Assigned task A
Answer these questions from the airway registry summary, one per line:
(i) How many intubations does it report for the month?
(ii) Under which license are all CMAC videos shared?
(iii) What did the main discussion focus on?
Assigned task B
Update the airway registry summary between "Our main discussion" and "neck blunt trauma.", inclusive, writing out that passage with "strangulation" replaced by "hanging".

Source text
'''

AiR – Learning from the Airway Registry [April 2018]

Intubations this month:          34

Airway Registry learning points reflect the challenges described and wisdom shared by Sydney HEMS personnel and guests at the Clinical Governance Airway Registry presentation for April 2018. Cases are discussed non-contemporaneously, anonymised and amalgamated over a time period to draw together unifying take-home messages. Details of specific cases are removed and/or changed, such that any similarity to real-life patients or scenarios is coincidental.

All CMAC videos are shared under a Creative Commons Licence: Attribution 2.0 Generic. Please familiarise yourself with the terms of the licence before reusing our videos.

To view these videos, you will need this password: AiRblogVideos

Focus on: Blunt Neck Trauma

Our main discussion focused around the management of patients with potential/known upper airway injury. The majority of our potential laryngotracheal injuries are in multiply injured patients where the other injuries dictate patient management, including intubation, and the airway injury becomes an interesting (sometimes unexpected) finding on the hospital CT scan.

Occasionally we attend patients with isolated neck/laryngeal injuries. Examples include:

  • strangulation
  • motorbike rider crossing wire fences
  • direct front of neck blunt trauma.

Laryngotracheal injuries can be challenging anywhere and as a retrieval team we are often faced with early presentations in non-tertiary institutions with the added challenges of an unfamiliar team & environment, limited investigations, and the need for long distance transport to tertiary care.

Potential for further harm to the patient comes from worsening the injury (e.g. turning a partial tracheal tear into total tracheal disconnection), creation of false passages (by blind instrumentation of the airway), loss of effective spontaneous negative pressure ventilation, generation/worsening air leak from positive pressure ventilation with failure of ventilation.

Principles of management for these patients are therefore:-

  • Assess need for intubation as urgency varies between patients, and they may be best transported without RSI.

'''

Stored dataset items:
'''

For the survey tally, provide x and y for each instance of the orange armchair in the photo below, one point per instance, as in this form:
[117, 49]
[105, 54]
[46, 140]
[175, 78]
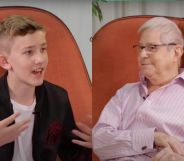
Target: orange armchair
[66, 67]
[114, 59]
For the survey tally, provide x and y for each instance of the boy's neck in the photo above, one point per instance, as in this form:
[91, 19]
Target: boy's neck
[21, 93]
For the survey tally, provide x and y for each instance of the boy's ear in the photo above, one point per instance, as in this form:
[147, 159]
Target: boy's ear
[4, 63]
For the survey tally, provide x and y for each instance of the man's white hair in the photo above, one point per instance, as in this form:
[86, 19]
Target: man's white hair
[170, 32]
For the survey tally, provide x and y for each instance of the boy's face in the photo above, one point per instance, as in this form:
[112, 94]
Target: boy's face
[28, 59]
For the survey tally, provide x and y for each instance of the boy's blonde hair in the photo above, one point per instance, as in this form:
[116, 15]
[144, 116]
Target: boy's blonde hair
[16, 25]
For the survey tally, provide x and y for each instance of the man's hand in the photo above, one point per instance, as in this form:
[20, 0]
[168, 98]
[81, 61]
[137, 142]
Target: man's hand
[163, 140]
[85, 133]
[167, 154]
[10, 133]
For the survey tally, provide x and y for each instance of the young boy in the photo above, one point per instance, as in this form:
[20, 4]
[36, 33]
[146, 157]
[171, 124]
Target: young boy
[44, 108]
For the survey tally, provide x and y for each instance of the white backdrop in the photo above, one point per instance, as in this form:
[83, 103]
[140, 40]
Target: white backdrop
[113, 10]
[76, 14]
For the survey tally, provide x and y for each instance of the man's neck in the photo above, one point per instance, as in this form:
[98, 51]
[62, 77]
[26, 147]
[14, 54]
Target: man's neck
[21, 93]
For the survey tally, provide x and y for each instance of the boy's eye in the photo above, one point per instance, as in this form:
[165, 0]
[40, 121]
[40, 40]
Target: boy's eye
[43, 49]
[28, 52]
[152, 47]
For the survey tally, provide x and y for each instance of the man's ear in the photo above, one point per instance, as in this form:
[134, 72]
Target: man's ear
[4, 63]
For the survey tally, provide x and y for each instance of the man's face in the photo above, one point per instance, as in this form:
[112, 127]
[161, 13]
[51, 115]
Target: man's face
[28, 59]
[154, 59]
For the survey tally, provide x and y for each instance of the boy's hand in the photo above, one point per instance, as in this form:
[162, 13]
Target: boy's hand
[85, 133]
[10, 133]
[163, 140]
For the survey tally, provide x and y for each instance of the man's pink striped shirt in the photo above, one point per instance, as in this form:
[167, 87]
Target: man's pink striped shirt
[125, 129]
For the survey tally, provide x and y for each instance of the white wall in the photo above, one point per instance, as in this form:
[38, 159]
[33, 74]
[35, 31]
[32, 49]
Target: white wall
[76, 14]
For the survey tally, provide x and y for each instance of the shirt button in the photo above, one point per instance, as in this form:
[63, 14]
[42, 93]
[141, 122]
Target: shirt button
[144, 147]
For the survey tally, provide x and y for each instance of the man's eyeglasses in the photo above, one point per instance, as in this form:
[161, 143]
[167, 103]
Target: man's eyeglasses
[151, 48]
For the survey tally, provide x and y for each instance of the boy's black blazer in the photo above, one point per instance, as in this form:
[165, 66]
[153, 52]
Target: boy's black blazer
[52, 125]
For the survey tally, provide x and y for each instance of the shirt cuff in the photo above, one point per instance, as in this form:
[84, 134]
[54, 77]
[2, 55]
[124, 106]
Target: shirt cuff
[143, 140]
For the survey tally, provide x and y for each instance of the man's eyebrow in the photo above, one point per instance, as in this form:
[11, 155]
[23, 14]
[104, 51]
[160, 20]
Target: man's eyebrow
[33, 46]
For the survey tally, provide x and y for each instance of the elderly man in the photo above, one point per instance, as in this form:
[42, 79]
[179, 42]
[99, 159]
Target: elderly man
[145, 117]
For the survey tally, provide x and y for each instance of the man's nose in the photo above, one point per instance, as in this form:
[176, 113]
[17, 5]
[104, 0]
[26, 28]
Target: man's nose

'''

Your response A
(i) 34
(ii) Creative Commons Licence: Attribution 2.0 Generic
(iii) The management of patients with potential/known upper airway injury

Your response B
Our main discussion focused around the management of patients with potential/known upper airway injury. The majority of our potential laryngotracheal injuries are in multiply injured patients where the other injuries dictate patient management, including intubation, and the airway injury becomes an interesting (sometimes unexpected) finding on the hospital CT scan.

Occasionally we attend patients with isolated neck/laryngeal injuries. Examples include:

  • hanging
  • motorbike rider crossing wire fences
  • direct front of neck blunt trauma.